Work task: Using the records that follow, work out how many lines hold the string "white" and provide that number only.

Records supplied:
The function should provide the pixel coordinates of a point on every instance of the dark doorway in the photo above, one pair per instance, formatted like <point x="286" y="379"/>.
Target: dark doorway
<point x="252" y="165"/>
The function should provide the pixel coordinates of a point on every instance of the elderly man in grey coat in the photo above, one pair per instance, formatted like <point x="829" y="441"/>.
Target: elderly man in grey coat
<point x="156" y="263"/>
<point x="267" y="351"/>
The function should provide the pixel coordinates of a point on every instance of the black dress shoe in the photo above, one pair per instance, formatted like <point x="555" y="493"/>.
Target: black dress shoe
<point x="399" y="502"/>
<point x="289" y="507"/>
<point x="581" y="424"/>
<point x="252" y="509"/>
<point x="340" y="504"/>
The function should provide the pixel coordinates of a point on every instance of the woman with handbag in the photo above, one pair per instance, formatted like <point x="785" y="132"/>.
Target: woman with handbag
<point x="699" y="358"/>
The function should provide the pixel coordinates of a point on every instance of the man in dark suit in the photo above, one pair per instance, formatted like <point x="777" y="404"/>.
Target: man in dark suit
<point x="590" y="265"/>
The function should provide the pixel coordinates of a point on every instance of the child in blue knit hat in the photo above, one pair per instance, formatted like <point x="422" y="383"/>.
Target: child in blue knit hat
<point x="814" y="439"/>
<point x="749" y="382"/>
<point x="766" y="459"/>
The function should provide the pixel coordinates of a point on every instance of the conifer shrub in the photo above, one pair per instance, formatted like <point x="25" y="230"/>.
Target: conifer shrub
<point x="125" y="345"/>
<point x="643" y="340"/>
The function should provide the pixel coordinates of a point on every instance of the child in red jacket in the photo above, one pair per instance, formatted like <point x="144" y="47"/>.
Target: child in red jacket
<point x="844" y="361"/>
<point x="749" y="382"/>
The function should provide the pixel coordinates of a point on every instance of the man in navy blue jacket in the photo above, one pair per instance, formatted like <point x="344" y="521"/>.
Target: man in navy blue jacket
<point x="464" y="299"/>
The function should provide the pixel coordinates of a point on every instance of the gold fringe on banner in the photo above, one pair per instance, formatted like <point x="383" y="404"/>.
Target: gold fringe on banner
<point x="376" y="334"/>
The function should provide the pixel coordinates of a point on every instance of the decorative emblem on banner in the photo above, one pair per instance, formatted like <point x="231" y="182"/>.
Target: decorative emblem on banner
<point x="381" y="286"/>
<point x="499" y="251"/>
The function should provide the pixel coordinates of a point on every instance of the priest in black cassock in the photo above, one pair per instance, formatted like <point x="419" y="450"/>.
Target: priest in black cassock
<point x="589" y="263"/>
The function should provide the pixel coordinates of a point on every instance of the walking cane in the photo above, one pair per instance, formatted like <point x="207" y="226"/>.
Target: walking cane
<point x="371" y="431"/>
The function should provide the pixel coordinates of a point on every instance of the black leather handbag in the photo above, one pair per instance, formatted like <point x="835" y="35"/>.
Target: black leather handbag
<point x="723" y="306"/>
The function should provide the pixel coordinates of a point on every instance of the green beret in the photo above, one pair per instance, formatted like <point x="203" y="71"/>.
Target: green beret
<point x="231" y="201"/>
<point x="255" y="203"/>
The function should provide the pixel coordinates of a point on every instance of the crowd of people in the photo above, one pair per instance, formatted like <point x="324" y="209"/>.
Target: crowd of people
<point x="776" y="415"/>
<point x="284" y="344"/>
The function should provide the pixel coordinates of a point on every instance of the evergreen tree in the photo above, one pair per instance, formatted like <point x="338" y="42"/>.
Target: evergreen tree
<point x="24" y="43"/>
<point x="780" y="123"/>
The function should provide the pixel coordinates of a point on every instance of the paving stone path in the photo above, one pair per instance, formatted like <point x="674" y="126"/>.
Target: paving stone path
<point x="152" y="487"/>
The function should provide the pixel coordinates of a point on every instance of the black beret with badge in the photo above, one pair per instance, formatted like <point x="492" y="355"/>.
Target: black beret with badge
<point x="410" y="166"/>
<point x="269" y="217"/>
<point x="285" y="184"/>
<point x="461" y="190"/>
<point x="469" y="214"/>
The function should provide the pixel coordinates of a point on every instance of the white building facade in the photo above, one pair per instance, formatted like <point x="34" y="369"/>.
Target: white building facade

Written reply: 2